Listed entries:
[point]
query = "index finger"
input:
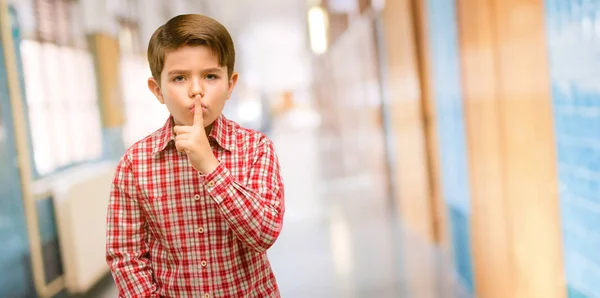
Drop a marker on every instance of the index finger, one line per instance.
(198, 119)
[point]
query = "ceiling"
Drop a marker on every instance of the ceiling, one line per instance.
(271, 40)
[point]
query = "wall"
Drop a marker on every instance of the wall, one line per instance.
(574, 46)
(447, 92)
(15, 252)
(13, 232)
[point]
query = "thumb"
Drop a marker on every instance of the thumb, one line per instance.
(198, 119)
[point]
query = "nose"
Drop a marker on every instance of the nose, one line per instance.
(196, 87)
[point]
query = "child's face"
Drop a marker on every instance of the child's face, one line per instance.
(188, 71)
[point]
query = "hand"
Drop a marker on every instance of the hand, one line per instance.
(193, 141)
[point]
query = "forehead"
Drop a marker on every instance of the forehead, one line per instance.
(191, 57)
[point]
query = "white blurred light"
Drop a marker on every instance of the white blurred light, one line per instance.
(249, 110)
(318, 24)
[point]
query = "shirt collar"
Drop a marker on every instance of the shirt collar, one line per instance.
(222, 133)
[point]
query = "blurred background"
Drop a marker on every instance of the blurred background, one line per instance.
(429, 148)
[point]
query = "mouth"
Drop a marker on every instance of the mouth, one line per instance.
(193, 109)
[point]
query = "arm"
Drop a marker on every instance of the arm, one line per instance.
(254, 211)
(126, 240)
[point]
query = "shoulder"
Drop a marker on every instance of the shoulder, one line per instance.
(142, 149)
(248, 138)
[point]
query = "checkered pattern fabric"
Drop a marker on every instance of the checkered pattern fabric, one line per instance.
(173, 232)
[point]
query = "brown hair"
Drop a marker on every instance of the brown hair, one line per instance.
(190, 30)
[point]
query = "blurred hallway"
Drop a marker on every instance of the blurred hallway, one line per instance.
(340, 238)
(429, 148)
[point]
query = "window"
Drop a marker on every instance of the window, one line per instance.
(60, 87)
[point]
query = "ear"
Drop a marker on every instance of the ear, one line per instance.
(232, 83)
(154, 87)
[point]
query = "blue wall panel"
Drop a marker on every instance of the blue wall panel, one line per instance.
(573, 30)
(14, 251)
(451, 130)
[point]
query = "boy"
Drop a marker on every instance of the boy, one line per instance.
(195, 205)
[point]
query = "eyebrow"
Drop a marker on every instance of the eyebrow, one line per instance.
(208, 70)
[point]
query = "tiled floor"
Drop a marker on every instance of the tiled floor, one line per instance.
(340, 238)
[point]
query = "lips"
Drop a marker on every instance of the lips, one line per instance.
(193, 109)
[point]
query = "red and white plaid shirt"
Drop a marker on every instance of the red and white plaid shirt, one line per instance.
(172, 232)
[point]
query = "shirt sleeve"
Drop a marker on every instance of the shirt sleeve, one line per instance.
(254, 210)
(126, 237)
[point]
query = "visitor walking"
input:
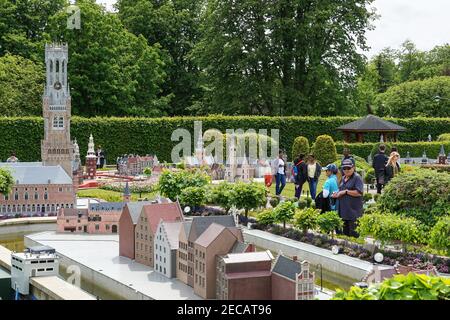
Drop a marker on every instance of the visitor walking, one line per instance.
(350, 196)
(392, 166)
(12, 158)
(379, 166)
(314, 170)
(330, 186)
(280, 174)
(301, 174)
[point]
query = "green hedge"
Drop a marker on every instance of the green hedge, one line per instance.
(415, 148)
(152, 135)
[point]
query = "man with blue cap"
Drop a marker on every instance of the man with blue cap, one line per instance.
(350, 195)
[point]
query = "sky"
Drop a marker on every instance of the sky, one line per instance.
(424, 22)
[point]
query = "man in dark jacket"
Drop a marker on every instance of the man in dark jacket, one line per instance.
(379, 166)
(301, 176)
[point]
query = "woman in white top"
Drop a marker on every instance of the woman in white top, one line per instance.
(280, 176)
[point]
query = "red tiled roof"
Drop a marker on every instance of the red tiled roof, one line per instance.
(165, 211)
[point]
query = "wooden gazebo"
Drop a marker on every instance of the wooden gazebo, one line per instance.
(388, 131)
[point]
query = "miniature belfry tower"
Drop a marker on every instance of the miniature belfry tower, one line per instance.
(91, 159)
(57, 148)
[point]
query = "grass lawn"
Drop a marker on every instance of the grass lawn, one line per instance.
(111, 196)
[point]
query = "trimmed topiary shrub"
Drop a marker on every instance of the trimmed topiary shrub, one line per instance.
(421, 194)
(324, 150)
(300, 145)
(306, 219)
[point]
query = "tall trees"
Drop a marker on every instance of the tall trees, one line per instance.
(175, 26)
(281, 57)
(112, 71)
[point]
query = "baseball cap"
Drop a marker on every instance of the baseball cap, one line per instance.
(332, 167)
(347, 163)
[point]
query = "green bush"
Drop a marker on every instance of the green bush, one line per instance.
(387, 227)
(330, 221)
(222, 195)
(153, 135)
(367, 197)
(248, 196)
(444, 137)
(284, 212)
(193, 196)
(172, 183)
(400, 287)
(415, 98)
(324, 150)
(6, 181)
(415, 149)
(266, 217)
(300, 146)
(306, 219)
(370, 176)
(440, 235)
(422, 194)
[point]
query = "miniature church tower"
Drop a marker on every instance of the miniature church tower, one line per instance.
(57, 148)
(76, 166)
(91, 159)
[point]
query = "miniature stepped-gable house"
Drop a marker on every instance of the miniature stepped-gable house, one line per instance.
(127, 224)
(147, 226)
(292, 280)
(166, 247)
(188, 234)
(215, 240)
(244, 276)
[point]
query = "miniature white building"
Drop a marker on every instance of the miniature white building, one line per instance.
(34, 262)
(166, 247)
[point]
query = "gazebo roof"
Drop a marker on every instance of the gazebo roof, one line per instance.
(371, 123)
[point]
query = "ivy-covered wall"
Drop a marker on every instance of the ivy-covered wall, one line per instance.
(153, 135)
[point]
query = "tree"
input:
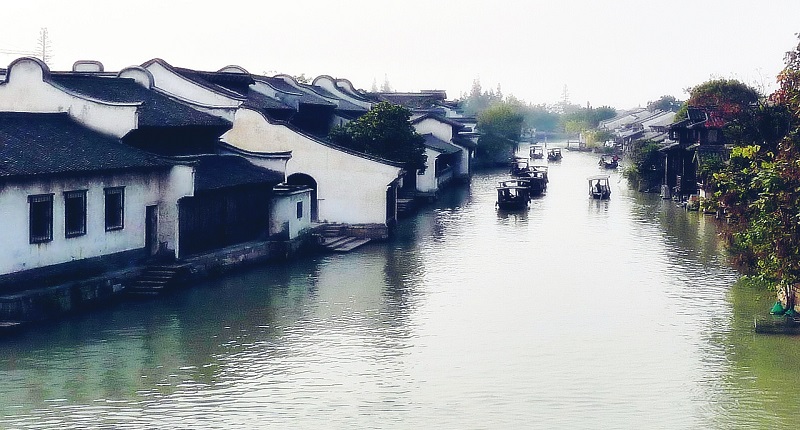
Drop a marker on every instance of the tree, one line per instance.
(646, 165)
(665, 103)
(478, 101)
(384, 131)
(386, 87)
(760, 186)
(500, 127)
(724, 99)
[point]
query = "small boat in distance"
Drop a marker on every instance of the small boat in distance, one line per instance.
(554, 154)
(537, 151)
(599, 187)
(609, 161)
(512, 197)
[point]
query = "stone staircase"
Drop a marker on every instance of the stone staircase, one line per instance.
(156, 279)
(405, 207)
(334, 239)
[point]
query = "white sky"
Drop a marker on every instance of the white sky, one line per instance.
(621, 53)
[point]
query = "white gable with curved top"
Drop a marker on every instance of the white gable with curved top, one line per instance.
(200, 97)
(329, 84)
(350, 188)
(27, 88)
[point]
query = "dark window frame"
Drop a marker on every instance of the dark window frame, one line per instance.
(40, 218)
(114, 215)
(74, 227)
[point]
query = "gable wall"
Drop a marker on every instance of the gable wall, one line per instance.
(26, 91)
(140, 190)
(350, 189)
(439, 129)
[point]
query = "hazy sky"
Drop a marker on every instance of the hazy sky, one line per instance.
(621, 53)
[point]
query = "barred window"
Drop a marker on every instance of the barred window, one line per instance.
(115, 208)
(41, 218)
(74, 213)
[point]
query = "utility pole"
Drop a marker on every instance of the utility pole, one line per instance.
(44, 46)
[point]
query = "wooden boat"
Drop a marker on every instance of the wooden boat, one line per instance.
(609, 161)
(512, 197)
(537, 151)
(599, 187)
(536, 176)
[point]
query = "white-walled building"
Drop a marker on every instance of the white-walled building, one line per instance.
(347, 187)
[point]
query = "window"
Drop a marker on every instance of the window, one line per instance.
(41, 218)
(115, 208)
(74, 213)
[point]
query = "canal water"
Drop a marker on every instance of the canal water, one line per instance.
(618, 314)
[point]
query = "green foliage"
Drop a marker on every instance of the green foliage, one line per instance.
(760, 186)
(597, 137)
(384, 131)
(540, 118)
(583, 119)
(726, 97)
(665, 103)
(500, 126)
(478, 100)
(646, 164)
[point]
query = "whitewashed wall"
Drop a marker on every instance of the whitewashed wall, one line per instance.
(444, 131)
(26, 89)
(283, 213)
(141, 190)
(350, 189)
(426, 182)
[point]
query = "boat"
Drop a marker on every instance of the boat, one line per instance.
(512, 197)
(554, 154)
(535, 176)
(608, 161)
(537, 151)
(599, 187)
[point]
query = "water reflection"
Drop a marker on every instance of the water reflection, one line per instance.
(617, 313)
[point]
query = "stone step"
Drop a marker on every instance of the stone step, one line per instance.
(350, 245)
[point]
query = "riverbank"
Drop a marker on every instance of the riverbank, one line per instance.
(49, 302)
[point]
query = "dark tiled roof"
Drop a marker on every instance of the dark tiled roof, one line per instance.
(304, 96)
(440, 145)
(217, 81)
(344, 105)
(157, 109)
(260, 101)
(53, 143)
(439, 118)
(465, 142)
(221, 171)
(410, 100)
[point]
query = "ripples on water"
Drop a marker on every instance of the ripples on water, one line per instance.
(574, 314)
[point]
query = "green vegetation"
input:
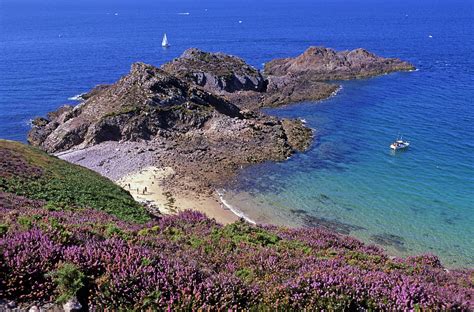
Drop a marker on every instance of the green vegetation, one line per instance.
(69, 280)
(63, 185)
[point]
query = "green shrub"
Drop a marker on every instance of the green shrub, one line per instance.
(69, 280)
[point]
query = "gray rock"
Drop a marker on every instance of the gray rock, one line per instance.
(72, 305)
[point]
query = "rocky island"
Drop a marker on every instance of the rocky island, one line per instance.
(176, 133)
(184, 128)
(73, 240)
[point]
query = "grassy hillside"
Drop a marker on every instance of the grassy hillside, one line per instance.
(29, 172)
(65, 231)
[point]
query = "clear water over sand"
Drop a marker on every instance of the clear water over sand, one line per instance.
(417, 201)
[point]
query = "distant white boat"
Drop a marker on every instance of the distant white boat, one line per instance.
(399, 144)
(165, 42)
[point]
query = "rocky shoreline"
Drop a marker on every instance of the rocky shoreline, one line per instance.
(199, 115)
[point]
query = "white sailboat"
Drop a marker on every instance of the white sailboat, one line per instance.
...
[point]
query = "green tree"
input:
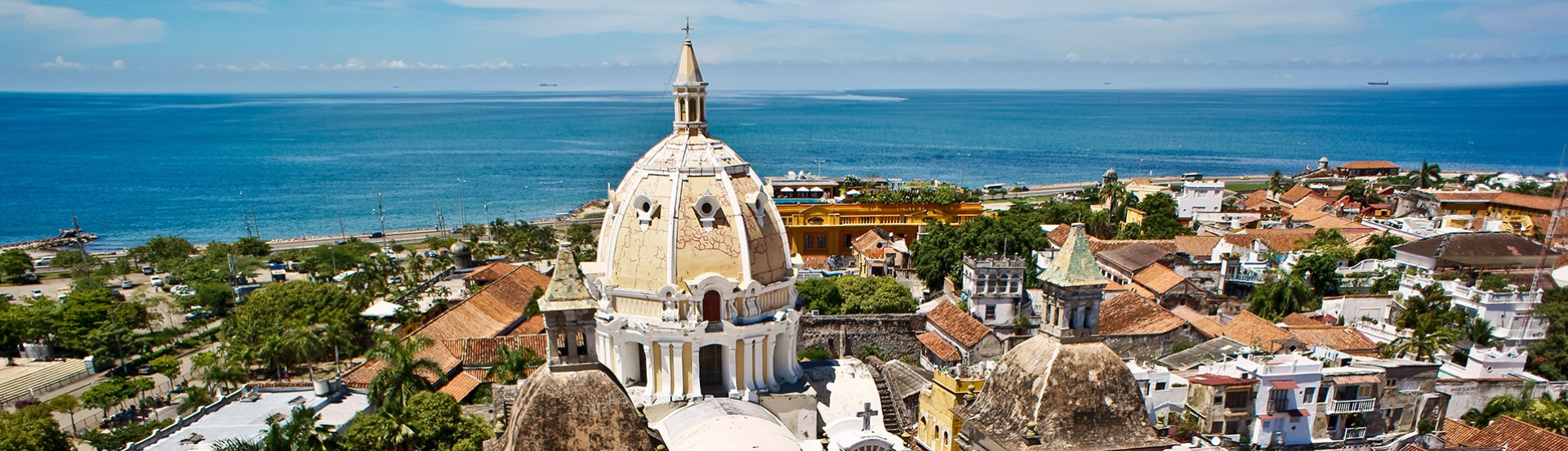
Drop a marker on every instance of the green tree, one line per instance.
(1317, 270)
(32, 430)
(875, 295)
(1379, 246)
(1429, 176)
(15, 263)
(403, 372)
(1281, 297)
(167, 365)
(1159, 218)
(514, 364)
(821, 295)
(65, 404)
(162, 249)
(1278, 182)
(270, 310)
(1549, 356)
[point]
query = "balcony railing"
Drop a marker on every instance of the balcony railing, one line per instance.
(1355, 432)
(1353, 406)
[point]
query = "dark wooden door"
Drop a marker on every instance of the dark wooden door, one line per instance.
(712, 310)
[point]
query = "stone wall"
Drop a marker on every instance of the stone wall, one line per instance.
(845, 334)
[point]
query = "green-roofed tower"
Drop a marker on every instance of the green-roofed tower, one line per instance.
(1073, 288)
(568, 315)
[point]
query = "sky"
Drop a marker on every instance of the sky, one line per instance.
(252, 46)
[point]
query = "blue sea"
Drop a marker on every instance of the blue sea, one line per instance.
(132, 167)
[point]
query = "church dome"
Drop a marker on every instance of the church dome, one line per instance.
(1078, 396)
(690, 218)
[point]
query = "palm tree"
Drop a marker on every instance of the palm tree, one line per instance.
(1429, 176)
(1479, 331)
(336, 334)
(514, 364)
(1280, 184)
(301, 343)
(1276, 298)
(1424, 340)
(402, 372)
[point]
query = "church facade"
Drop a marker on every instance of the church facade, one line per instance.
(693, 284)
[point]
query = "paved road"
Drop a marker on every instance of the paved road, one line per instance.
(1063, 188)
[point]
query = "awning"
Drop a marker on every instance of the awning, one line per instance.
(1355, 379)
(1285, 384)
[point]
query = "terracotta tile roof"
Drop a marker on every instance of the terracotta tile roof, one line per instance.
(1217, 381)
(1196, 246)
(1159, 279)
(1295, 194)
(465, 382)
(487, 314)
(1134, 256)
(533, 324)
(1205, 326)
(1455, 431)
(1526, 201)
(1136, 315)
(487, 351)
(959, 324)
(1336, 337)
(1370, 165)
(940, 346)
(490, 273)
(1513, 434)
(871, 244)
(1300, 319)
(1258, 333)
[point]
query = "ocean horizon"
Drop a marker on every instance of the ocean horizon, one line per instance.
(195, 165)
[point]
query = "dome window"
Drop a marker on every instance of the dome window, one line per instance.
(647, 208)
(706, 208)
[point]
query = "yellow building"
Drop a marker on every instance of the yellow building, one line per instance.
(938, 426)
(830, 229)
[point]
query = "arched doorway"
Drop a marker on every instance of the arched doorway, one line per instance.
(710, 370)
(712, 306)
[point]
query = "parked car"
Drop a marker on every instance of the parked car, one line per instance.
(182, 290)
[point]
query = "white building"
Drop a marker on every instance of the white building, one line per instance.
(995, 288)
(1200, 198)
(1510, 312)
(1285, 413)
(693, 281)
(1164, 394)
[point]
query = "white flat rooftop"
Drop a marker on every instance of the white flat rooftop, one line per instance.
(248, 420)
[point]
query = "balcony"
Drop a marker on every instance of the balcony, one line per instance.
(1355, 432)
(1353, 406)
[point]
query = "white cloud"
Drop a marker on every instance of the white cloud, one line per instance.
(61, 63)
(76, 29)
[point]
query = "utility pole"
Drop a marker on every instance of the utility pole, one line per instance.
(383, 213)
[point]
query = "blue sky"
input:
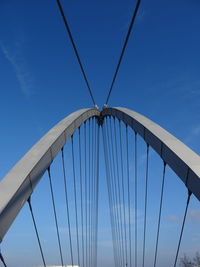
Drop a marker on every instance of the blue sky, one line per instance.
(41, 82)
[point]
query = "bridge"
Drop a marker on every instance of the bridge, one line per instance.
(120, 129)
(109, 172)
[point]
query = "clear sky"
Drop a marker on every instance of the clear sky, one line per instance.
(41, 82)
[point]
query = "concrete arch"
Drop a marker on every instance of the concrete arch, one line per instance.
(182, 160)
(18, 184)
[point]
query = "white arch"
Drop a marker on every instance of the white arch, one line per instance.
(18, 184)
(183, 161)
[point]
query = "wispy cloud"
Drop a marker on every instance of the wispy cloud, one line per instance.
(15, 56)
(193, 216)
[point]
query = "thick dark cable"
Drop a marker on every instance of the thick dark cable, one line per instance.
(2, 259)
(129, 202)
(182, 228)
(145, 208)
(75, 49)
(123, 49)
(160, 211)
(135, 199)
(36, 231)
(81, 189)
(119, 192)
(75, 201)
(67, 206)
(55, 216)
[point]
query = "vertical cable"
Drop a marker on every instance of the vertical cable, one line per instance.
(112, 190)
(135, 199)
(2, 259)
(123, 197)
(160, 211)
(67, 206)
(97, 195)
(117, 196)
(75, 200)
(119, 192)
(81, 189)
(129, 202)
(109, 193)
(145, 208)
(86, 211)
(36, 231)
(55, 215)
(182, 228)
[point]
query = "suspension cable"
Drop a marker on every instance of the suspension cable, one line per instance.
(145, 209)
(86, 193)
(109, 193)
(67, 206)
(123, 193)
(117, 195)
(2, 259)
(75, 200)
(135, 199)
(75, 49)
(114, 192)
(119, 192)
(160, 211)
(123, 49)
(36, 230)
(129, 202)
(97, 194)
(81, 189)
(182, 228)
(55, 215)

Problem requirements: Find each line in the entries above that contains the word "covered" and copy those lines out in full.

Exercise solution:
query = "ivy-covered wall"
Drop a marker on every instance of the ivy-covered wall, one line per instance.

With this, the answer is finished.